Les Gens du Mag : Chou Chia Yu

Pour sa création originale de notre dernier numéro « Minuscule », Chou Chia Yu a choisi de représenter un portant à lunettes dans lequel se reflétait un tout mignon petit oiseau. Une manière, peut-être, de nous dire que l’illustration nécessite un regard particulier, une façon de voir le monde qui va au-delà des apparences. Et il est vrai que le travail du Taïwanais invite à décaler le regard, forçant le minimalisme pour mieux nous amener à observer ce qui nous entoure avec nouvelle paire de lunettes.

Chou Chia Yu pour Kiblind n°Minuscule

Reconnaissable entre tous, le travail de Chou Chia Yu ne fait pas dans la complexité brouillonne et le figuratif à outrance. De peu de traits, de formes simples, de couleurs bien séparées, il offre à notre regard des scènes débarrassées des parasites oubliables et des détails qui obstruent notre réflexion. Le Taïwanais, installé au Japon depuis ses études de graphisme, entend épurer ses dessins pour mieux laisser la place aux spectateur·rices de s’y infiltrer, de s’y installer.

Au milieu des ses lignes nettes, parmi ses éléments éparses, nous avons toute largesse pour développer notre imagination. Attention, il ne s’agit pas d’abstractions pures pour lesquels les regardeur·euses se doivent d’effectuer un travail fatiguant d’interprétation. Les dessins de Chou Chia Yu sont ultra-accessibles et les sujets excessivement reconnaissables. Mais plutôt qu’une histoire complète, ils sont le début de quelque chose, une sorte de carrefour nous proposant plusieurs pistes à suivre où les sens interdits n’existent pas. En un mot, ils nous offrent le choix. Et c’est pas désagréable.

Chou Chia Yu – Look

Pour notre dernier numéro « Minuscule », tu as dessiné des lunettes réflchissant un mignon petit oiseau. Penses-tu que les illustrateur·rices ont eux aussi des lunettes spéciales pour voir le monde autrement ?

Je pense que la principale différence entre les illustrateur·rices et les autres tient dans l’observation. Les dessinateur·rices ont tendance à remarquer tous les petits détails de la vie quotidienne qu’ils peuvent ensuite réutiliser dans leurs œuvres. Ça fait qu’on s’intéresse facilement à toutes les petites choses qui nous entourent. Mais, illustrateur·rice ou non, je pense que tout le monde a sa propre perspective pour voir le monde. Je ne peux parler que pour moi : j’essaie d’exprimer ce que je vois à travers une approche humoristique, simple et douce.

Chou Chia Yu – Cat Radar

Tu as un style assez unique. Quels sont les artistes qui t’ont influencé ? Celleux que tu admires ?

Je m’intéresse à beaucoup de gens ! Quand j’étais à l’école, j’étais principalement porté sur le manga et l’animation, avec des dessinateur·rices comme Hideo Yamamoto, Takehiko Inoué et Taiyō Matsumoto et les réalisateur·rices Satoshi Kon et Masaaki Yuasa. Plus tard, j’ai commencé à m’intéresser au graphisme et commencé à admirer des designers comme Tadanori Yokoo et Yoshio Hayakawa.

Enregistrements conservés:
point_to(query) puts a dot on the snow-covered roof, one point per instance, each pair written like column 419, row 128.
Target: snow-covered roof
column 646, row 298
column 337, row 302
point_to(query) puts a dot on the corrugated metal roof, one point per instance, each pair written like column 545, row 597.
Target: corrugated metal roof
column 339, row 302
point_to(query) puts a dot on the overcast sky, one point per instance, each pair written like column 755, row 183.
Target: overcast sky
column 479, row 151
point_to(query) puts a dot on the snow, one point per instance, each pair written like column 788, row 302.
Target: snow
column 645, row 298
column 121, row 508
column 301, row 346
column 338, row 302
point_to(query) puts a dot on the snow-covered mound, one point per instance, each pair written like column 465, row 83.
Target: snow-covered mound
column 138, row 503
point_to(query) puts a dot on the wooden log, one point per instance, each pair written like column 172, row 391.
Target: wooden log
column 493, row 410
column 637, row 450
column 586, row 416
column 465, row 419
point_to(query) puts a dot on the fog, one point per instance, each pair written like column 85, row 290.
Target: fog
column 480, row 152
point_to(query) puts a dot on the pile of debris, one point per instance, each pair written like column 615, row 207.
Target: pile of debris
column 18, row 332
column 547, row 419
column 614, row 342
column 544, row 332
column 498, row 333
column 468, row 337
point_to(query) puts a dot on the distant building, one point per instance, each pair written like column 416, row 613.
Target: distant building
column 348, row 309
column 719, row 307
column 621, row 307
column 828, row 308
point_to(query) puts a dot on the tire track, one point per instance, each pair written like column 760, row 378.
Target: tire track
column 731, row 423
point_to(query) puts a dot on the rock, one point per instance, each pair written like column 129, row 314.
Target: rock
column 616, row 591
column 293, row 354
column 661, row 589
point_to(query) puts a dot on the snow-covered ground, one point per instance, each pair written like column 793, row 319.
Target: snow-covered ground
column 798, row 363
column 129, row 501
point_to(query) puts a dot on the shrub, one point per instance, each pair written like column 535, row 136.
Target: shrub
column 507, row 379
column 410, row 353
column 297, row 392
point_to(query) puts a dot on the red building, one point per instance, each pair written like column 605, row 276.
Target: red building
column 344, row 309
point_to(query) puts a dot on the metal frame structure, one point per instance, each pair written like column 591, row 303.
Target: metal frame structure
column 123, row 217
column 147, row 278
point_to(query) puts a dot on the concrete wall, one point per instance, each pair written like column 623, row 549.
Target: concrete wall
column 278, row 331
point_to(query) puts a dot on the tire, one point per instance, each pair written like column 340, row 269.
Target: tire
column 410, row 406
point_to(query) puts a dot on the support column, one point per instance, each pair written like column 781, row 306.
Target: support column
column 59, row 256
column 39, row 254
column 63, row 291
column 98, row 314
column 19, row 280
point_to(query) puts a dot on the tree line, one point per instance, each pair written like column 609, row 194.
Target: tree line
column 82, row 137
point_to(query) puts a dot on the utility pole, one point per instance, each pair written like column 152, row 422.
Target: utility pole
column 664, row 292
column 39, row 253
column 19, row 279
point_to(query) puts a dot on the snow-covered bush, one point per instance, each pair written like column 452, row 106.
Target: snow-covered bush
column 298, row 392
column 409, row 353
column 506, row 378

Consignes:
A) Dans le portrait de Chou Chia Yu, dans quel pays l'illustrateur vit-il depuis ses études de graphisme ?
B) Recopie le portrait de Chou Chia Yu en commençant par « Les Gens du » et en poursuivant jusqu'à « paire de lunettes. », mais substitue « présentoir à lunettes » à « portant à lunettes ».
Ces enregistrements n'ont aucun lien avec le texte.

Corrigés:
A) Au Japon.

B)
Les Gens du Mag : Chou Chia Yu

Pour sa création originale de notre dernier numéro « Minuscule », Chou Chia Yu a choisi de représenter un présentoir à lunettes dans lequel se reflétait un tout mignon petit oiseau. Une manière, peut-être, de nous dire que l’illustration nécessite un regard particulier, une façon de voir le monde qui va au-delà des apparences. Et il est vrai que le travail du Taïwanais invite à décaler le regard, forçant le minimalisme pour mieux nous amener à observer ce qui nous entoure avec nouvelle paire de lunettes.